- Task to carry out -
Answer these questions using the article about Johan van Hulst.
1. In which newspaper did the writer read van Hulst's obituary?
2. Along with two colleagues, van Hulst is credited with saving roughly how many Jewish children?
3. On what date did Robin Cook give his resignation speech to the House of Commons?

##### Selected text #####

By
Les May
YOU
have probably never heard of Dutch schoolteacher Johan van
Hulst. I certainly had not until I read an obituary of him in
the Washington Post. Along with two colleagues he is credited
with saving the lives of some 600 Jewish children who would otherwise
have been sent to the death camps. All this under the nose of
the SS and knowing that if he were found out he too would be killed.
That is what anti-Semitism really means. It is part of the
experience of many of our continental neighbours whose countries were
occupied by the Nazis. It is not part of our experience and it
puts the ‘anti-Semitism’, which some would have us believe
is rampant in the Labour party, into some kind of perspective. It
also gives the lie to those people who claim the ‘The Holocaust’
was a hoax.
Both
Stalin and Hitler despised Jewish people because they did not have a
state of their own. Stalin deported them, Hitler murdered them.
With a history like this it is unsurprising that anyone who self
identifies as Jewish will feel a close affinity with the state of
Israel, the one country that is not going to deport them or murder
them.
But
identifying with a country is a two edged sword. It thrusts upon you
a moral responsibility for that country’s actions. On 17
March 2003 the late Robin Cook received a standing ovation from the
House of Commons for his resignation speech after leaving the Cabinet
in protest at the Iraq war. Thousands of people took to the
streets to voice their objections to the war. They were people
who wanted to tell Blair, and the world, ‘you do not go to war
in my name’.

##### Material shown #####

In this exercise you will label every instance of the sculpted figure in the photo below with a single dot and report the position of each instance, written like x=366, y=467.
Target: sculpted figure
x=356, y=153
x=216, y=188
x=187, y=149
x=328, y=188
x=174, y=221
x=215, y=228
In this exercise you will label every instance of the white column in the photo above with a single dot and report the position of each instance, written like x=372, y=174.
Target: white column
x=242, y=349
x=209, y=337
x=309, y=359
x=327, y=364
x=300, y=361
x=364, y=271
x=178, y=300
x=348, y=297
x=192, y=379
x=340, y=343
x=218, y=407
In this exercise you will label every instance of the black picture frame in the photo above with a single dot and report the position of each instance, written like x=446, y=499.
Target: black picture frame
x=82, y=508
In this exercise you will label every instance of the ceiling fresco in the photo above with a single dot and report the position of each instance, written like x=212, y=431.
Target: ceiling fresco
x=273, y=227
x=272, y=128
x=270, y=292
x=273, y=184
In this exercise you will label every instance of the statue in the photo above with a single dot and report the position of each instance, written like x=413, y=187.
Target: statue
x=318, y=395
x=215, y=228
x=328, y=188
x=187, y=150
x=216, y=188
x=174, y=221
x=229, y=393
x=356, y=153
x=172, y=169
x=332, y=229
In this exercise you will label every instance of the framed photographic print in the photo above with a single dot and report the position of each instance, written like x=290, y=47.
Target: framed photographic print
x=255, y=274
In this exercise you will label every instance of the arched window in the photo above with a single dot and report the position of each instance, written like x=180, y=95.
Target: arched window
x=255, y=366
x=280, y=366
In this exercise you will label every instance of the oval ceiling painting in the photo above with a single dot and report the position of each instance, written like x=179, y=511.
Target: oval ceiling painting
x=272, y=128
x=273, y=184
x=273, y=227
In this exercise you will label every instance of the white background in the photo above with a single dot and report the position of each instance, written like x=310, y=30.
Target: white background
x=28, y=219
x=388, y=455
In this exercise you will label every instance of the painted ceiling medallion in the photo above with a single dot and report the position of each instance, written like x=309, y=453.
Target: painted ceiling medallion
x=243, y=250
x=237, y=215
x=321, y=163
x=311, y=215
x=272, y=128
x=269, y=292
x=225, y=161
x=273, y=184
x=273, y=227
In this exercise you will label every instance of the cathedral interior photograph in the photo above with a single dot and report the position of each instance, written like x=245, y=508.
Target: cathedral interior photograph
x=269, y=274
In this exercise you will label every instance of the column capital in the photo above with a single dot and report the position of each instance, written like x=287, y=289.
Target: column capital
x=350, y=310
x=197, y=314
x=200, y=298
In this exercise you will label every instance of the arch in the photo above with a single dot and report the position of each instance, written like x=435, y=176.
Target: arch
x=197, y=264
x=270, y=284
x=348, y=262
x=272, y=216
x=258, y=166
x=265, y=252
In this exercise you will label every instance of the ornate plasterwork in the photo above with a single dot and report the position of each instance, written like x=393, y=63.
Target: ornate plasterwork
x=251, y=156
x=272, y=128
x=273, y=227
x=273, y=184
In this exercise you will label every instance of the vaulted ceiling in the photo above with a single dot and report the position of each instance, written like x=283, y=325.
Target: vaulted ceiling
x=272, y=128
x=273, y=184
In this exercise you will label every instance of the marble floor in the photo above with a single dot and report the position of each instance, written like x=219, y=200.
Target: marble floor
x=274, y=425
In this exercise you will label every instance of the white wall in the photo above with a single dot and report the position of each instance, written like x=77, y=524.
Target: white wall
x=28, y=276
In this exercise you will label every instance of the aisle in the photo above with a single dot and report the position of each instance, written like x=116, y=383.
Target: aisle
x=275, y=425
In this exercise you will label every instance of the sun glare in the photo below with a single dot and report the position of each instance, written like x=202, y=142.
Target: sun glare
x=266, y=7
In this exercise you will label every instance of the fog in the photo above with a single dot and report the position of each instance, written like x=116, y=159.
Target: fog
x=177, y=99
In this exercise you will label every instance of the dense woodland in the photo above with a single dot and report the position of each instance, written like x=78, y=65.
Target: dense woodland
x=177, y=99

#####

- Written response -
1. The Washington Post
2. Some 600
3. 17 March 2003